*CUPLIKAN TULISAN*
30 Desember 2010

» Home » AnalisaDaily » Opini » Tahun Baru, Harapan Baru, Masalah Lama

Tahun Baru, Harapan Baru, Masalah Lama

Masih ingat janji-janji kampanye politik SBY-Boediono ketika kampanye pada Pemilu 2009?
Berikut beberapa di antaranya:
1. Pertumbuhan ekonomi minimal 7 persen sehingga kesejahteraan rakyat meningkat.
2. Kemiskinan harus turun 8-10 persen dengan meningkatkan pembangunan pertanian, pedesaan dan program pro rakyat.
3. Pengangguran turun 5-6 persen dengan cara meningkatkan peluang lapangan pekerjaan dan peningkatan penyaluran modal usaha.
4. Pendidikan harus ditingkatkan lagi. Mutu infrastruktur dan kesejahteraan guru dan dosen ditingkatkan. Persamaan perlakuan sekolah negeri-swasta-agama. Tetap melanjutkan sekolah gratis bagi yang tidak mampu.
5. Masalah kesehatan dengan terus melakukan pemberantasan penyakit menular dan melanjutkan pengobatan gratis bagi yang tidak mampu.
6. Penambahan Energi daya listrik secara nasional. Kecukupan BBM dan pengembangan energi terbarukan.
7. Pembangunan infrastruktur di seluruh wilayah Indonesia. Mulai dari perhubungan, pekerjaan umum, air bersih, TI, maupun pertanian.

*TUGAS LATIHAN 1*
Hitung jumlah baris data di bawah yang memuat kata "floor". Tuliskan angkanya saja.
Tulisan di atas tidak berhubungan dengan baris-baris data yang menyusul.

*BARIS DATA*
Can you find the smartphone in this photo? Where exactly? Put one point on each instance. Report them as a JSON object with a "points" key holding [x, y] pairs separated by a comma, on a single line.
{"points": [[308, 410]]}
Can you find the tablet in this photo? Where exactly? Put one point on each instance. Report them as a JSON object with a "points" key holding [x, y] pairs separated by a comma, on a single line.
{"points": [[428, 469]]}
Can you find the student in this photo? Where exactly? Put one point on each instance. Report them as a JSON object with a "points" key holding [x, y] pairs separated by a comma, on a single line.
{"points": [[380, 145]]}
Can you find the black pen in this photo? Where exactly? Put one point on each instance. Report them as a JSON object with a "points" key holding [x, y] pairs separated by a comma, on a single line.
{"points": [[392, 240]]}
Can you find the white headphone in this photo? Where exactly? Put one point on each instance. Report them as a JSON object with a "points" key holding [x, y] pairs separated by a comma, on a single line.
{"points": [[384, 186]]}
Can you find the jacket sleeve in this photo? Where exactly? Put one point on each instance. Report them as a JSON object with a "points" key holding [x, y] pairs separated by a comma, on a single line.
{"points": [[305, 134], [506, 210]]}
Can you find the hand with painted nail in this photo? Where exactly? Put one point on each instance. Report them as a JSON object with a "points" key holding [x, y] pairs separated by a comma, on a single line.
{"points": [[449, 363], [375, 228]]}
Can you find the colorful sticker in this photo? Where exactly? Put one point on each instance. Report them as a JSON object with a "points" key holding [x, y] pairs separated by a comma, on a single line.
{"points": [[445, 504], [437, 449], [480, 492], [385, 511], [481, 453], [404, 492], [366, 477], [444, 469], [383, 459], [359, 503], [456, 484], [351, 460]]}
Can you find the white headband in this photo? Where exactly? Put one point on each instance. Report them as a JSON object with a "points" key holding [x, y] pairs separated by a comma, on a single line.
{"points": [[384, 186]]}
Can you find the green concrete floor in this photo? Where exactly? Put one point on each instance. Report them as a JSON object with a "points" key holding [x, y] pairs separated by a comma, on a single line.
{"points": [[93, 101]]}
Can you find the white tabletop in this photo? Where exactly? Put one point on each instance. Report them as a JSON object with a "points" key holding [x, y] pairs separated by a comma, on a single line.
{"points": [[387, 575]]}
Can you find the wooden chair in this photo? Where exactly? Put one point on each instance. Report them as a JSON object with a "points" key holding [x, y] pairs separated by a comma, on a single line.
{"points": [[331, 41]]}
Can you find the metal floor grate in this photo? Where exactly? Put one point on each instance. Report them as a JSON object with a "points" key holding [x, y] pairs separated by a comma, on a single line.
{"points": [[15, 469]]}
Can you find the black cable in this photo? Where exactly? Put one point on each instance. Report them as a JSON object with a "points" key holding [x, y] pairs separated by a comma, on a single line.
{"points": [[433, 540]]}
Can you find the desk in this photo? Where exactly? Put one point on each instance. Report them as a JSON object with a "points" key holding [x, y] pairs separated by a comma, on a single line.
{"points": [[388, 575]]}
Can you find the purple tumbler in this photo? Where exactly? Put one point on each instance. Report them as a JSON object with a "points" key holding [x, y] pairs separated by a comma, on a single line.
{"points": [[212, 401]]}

*TUGAS LATIHAN 2*
Lanjutkan tulisan opini di atas tentang janji kampanye SBY-Boediono pada Pemilu 2009, mulai setelah kalimat terakhirnya.

*JAWABAN LATIHAN 1*
2

*JAWABAN LATIHAN 2*
8. Peningkatan pembangunan rumah rakyat seperti proyek rusun murah untuk buruh, TNI/ Polri, dan rakyat kecil.
9.Pemeliharaan lingkungan terus ditingkatkan seperti dengan reboisasi lahan.
10.Kemampuan pertahanan dan keamanan terus ditingkatkan seperti pengadaan dan modernisasi alustsista TNI/ Polri.
11. Reformasi birokrasi, pemberantasan korupsi terus ditingkatkan.
12. Otonomi daerah dan pemerataan daerah ditingkatkan.
13. Demokrasi dan penghormatan terhadap HAM makin ditingkatkan. Jangan terjadi lagi pelanggaran HAM berat di negeri ini.
Pertanyaan selanjutnya adalah apa yang sudah diraih? Dari sisi waktu, tentu kita tidak bisa mengatakan bahwa mereka telah gagal karena masih memasuki tahun kedua dari masa pemerintahannya. Walau demikian, kita tetap bisa menilai sejauh mana hasil yang telah dicapai, termasuk ’trend’ kedepan.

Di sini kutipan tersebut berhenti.